TASKS TO PERFORM:
(a) From the passage on feelings, set down the stretch from "Feelings are an" through "most important tasks." word for word.
(b) Answer these questions from the passage on feelings:
(i) What does the passage compare feelings to?
(ii) In what part of the body may we feel anxiety?
(iii) When do pleasant emotions arise naturally?
(c) Decide whether each statement agrees with the passage on feelings. Answer yes or no, and quote the words that decide it.
(i) Feelings have only an emotional side.
(ii) Boredom is named as a negative emotion.
(iii) A strong feeling that comes up during meditation can be labeled.

SUPPLIED PASSAGE:
Feelings are an important part of our lives. They are like the weather--they come in, change the tone of our world while they are present, and then they pass. They can be positive, enjoyable, delightful and even rapturous. Or, they can be negative and painful and can lead us to destructive and harming behavior. Developing a healthy relationship with our feelings is one of life's most important tasks.

It is important to really feel our feelings. In life. And in meditation. What do we do when a strong feeling arises during meditation? First of all we recognize that we are having a strong feeling. We can gently label our feeling, just like we labeled the breath (in and out) and bodily sensations (burning, itching, etc.). And then we stay with the feeling. We can explore it with interest and curiousity. What does the feeling of anger really feel like?

Feelings are not only emotional. They also have a physical component. A feeling resides in a particular place in the body. We may feel fear in the pit of our stomach. We may feel anxiety in the chest. We may feel passion or kindness or caring in the area of the heart. So when a feeling arises in meditation, we try to locate and experience it physically as well as allowing ourselves to experience it both emotionally.

What are some pleasant emotions? Happiness. Love, kindness, joy, rapture, empathy, caring, ease, lightness of being, equanimity. These emotions are part of our greatest human potential. They arise naturally when we are in the present and in harmony with what is happening in our world.

But all too often, we are visited by negative emotions: greed, hatred, desire, anger, jealousy, envy, boredom, anxiety, impatience, rushing, road rage, annoyance, pride, vanity, self righteousness, depression. Many people's lives are ruled by negative emotions. And some lives are ruined by them. There is great suffering in these emotions. Meditation can help us to come to terms with and deal with these powerful, often destructive feelings.

SUPPLIED RECORDS:

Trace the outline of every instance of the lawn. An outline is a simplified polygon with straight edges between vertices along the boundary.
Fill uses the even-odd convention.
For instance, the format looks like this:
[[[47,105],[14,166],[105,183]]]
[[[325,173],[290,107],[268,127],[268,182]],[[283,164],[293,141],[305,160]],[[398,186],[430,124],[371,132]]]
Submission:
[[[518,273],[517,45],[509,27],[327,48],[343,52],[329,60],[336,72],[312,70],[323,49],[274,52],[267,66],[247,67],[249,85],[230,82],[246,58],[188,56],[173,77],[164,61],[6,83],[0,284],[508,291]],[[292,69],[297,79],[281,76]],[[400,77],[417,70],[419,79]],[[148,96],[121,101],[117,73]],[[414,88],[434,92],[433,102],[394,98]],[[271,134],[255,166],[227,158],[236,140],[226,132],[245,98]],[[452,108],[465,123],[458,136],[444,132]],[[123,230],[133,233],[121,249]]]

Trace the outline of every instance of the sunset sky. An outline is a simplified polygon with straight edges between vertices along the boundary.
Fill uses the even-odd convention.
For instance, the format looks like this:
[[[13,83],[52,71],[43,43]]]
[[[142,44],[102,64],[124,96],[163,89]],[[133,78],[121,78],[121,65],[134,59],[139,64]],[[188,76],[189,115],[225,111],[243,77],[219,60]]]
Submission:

RESPONSES TO THE TASKS:
(a)
Feelings are an important part of our lives. They are like the weather--they come in, change the tone of our world while they are present, and then they pass. They can be positive, enjoyable, delightful and even rapturous. Or, they can be negative and painful and can lead us to destructive and harming behavior. Developing a healthy relationship with our feelings is one of life's most important tasks.

(b)
(i) The weather.
(ii) The chest.
(iii) When we are in the present and in harmony with what is happening in our world.

(c)
(i) No: "Feelings are not only emotional. They also have a physical component."
(ii) Yes: "But all too often, we are visited by negative emotions: greed, hatred, desire, anger, jealousy, envy, boredom"
(iii) Yes: "We can gently label our feeling"